* Фрагмент текста
+ + + + + + +

Какой романист не надеется даровать творениям своего разума вечную жизнь? А поскольку из всех литературных жанров роман пользуется наибольшим спросом у читателей и, следовательно, у издателей, нет ничего удивительного, что большинство литераторов старается внушить себе, будто они получили божественный дар от рождения.
И хотя подобные претензии, как правило, ни на чем не основаны, никто не имеет права сделать из этого вывод, что роман клонится к упадку; великие писатели были редки во все времена. Тем не менее, хотя роман и не умер, не признавать, что он переживает кризис, было бы заблуждением. Этот жанр не подвергался бы таким нападкам, не будь у всех нас — и читателей, и писателей — ощущения кризиса. Но если кое-кто видит в этом предвестие агонии и скорого конца, мы находим, что наблюдаем симптомы линьки, перипетии преображения — линьки опасной, преображения, чреватого гибелью, — и тем не менее ничуть не сомневаемся, что роман выйдет из этих испытаний возродившимся, обновленным и, может быть, даже во многом обогащенным.
II
В чем же заключается этот кризис? Романист создает живых людей, мужчин и женщин. Он показывает их нам в конфликте: в религиозном конфликте — бога и человека, в любовном конфликте — мужчины и женщины, в конфликте человека с самим собой. Но если бы потребовалось определить, с точки зрения романиста, послевоенное время, мы бы сказали, что это эпоха, когда напряженность конфликтов, которыми до сих пор жил роман, все больше и больше ослабевает. Разумеется, это определение несколько упрощенное, и мы воспользовались им только ради удобства изложения. Притом мы не собираемся представлять дело так, будто нынешнее и довоенное общество разделяет пропасть: множество характерных черт современной жизни, которые мы будем рассматривать, наблюдались до 1914 года, причем задолго до него; иные восходят к позапрошлому веку.

+ + + + + + +

* Предоставленные записи
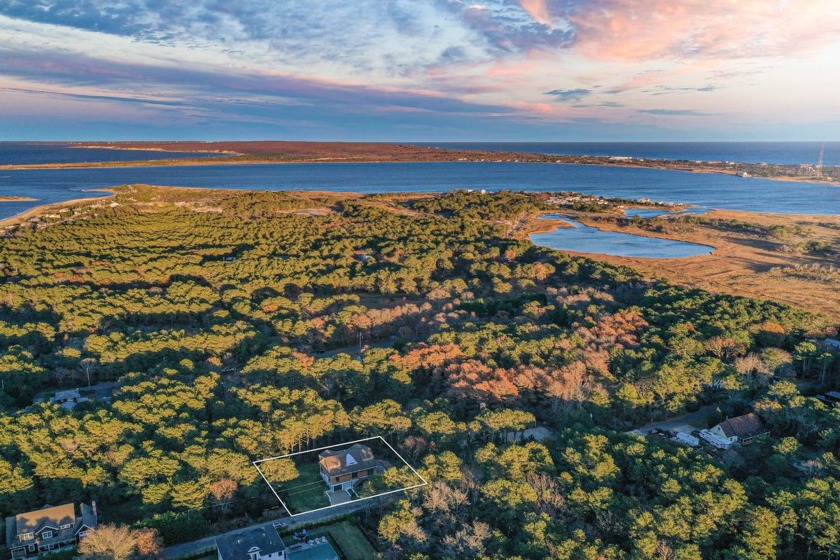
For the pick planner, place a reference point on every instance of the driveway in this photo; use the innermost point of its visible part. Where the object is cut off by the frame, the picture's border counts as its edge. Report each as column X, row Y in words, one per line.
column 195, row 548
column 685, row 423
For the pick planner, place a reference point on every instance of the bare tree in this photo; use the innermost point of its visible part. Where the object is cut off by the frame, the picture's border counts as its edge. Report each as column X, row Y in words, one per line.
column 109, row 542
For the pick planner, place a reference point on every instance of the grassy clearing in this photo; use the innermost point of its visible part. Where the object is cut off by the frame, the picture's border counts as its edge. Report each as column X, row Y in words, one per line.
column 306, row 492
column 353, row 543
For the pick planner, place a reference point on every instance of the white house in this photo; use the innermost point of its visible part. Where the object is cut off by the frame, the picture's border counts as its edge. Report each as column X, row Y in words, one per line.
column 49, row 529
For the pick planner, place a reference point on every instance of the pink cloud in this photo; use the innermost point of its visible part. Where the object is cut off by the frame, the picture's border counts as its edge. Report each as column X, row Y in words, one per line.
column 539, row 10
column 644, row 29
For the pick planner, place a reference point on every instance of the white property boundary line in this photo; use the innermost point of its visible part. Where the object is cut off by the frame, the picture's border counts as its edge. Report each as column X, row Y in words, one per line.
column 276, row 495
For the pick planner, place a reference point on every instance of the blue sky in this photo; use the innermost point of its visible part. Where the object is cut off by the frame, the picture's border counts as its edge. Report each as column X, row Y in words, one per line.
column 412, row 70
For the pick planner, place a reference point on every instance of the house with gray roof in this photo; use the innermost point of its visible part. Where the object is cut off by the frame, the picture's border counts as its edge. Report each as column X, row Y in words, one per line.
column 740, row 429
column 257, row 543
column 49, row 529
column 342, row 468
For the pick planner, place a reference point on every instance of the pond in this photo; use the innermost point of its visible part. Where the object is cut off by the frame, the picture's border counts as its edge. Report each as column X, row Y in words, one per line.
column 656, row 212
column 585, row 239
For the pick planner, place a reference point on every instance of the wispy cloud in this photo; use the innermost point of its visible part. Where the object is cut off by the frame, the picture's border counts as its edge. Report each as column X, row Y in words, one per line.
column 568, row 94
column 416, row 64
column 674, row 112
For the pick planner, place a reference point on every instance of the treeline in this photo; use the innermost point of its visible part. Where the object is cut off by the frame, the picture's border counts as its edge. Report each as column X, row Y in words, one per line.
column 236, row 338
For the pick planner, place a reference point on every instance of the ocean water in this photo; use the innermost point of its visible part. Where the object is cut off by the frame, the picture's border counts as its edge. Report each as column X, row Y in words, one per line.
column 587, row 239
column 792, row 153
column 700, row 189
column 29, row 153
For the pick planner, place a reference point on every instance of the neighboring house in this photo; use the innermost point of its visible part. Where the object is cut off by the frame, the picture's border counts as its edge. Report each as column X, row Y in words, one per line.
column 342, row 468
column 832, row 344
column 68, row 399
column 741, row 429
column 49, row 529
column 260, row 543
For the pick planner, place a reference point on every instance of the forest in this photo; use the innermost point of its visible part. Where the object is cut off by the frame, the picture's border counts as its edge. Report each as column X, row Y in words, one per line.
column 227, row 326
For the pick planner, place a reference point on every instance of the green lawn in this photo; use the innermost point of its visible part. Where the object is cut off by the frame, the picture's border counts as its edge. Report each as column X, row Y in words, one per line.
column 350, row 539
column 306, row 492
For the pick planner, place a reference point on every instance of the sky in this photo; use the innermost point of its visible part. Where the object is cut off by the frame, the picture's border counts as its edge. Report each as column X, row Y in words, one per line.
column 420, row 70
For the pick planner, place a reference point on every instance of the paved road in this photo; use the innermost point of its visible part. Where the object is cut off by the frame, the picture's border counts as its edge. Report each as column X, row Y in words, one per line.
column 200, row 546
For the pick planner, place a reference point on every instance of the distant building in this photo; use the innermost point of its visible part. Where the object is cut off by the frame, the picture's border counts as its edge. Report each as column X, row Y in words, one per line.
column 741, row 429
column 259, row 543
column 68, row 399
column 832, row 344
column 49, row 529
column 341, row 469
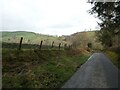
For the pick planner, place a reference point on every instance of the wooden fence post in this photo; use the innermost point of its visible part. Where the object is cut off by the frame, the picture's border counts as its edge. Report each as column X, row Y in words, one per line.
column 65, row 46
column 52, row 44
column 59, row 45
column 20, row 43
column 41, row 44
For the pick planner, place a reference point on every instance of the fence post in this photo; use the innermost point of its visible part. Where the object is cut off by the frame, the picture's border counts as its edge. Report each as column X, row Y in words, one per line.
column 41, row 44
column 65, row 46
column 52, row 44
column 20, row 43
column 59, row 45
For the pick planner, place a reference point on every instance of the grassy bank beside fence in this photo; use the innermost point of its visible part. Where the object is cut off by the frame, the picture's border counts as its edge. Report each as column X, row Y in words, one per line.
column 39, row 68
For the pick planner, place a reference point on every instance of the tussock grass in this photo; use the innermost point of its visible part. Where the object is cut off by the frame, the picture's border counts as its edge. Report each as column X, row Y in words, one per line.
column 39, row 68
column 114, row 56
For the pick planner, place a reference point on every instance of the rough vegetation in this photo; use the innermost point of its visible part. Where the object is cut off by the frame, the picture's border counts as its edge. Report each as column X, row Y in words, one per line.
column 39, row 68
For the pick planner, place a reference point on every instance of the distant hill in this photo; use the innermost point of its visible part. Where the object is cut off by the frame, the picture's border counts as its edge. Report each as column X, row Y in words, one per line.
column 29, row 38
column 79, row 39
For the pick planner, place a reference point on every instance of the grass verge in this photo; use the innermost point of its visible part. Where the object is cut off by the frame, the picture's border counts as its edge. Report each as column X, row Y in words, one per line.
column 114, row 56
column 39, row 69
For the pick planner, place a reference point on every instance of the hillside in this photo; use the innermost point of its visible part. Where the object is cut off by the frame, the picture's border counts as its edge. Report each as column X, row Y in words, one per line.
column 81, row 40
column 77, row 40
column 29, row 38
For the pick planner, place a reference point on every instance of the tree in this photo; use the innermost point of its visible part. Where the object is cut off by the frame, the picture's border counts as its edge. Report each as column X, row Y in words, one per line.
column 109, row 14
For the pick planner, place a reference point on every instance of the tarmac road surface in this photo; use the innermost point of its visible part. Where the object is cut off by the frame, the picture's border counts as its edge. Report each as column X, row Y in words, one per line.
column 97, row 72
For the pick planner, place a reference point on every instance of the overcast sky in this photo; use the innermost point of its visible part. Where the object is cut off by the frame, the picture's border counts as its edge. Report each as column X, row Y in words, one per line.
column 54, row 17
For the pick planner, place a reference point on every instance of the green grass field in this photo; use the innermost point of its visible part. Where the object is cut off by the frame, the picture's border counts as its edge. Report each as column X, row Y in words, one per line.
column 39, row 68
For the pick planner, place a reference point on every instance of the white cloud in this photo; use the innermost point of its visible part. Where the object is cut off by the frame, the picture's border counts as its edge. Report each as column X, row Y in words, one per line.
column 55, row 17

+ + + + + + +

Продолжите текст о кризисе романа, начав сразу после его последнего предложения. Записи здесь никак не используются.

* Результат
Но особенностью нашей эпохи является та убийственная искренность, с какой большинство молодых людей отказываются принимать во внимание в своей обыденной жизни ценности, вера в которые утрачена. Не требуйте от этого поколения, чтобы оно довольствовалось, как их сверстники в восьмидесятых годах, ароматами из разбитой вазы *. Зачастую современный молодой человек не обнаруживает ни малейшей склонности вступать в конфликт ни с религией, которой не исповедует, ни с моралью, порожденной этой религией, ни со светскими правилами чести, проистекающими из этой морали. Если он все-таки обратится, вся его жизнь изменится, и он душой и телом предастся новой вере. Но пока он этому чужд, то уж чужд вполне и непритворно: его страсть не признает преград, не ведает узды, так что конфликтов не существует. Весьма примечательно, что такой роман, как «Доминик» Фромантена, столетие которого мы отмечали в прошлом году, отрада наших юных лет, оказывается почти непонятен юноше 1927 года. «Лжешедевр!» — воскликнул однажды Леон Доде. Нет, конечно, это не лжешедевр, а шедевр, ключ к которому утратило нынешнее молодое поколение. «Доминик, или буржуазная честь» — так великолепно определил его Робер де Траз *. Но что может означать это превосходное по точности выражение «буржуазная честь» для современных молодых людей? Спросите самого тонкого из них, почему Доминик и Мадлен де Ньевр не поддались взаимному влечению... Он ответит вам, что не читал «Доминика».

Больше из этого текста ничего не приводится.